- [What the exercise asks]
Give the entries from the line containing "Pick out the white stove." through the last line of the entries as a JSON list of strings, one string per line, leaving out blank lines.

# start of Data to process

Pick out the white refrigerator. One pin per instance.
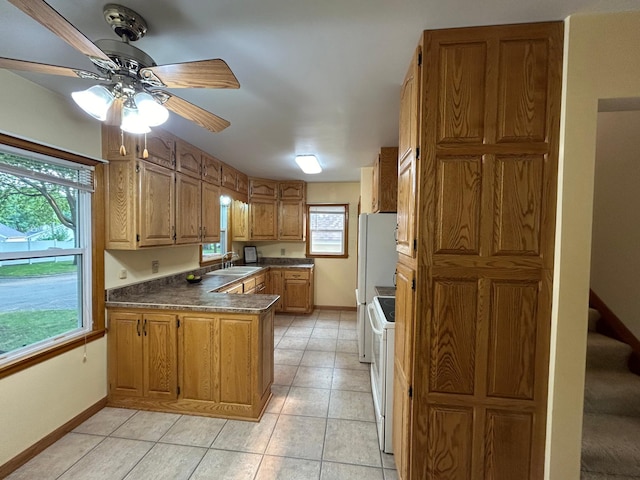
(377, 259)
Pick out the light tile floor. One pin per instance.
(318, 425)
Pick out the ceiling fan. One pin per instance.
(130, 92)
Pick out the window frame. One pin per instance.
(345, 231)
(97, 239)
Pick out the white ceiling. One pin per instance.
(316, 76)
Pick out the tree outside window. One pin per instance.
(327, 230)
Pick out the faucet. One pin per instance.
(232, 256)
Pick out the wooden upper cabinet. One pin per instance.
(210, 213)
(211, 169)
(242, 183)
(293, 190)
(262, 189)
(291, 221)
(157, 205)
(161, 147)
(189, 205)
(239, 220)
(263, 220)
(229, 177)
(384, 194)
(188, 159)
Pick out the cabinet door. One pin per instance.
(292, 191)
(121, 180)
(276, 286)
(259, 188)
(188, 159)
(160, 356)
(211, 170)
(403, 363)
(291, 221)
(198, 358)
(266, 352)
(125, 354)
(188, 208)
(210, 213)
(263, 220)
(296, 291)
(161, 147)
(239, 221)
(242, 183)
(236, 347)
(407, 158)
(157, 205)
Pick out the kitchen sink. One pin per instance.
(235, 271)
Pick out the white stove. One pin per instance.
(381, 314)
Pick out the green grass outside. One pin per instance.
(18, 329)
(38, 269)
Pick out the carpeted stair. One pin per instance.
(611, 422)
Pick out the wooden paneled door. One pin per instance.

# end of Data to process

- [Answer below]
[
  "Pick out the white stove. One pin per instance.",
  "(381, 314)",
  "Pick out the green grass outside. One pin per instance.",
  "(18, 329)",
  "(38, 269)",
  "Pick out the carpeted stair. One pin per instance.",
  "(611, 422)",
  "Pick out the wooden paneled door. One pin per instance."
]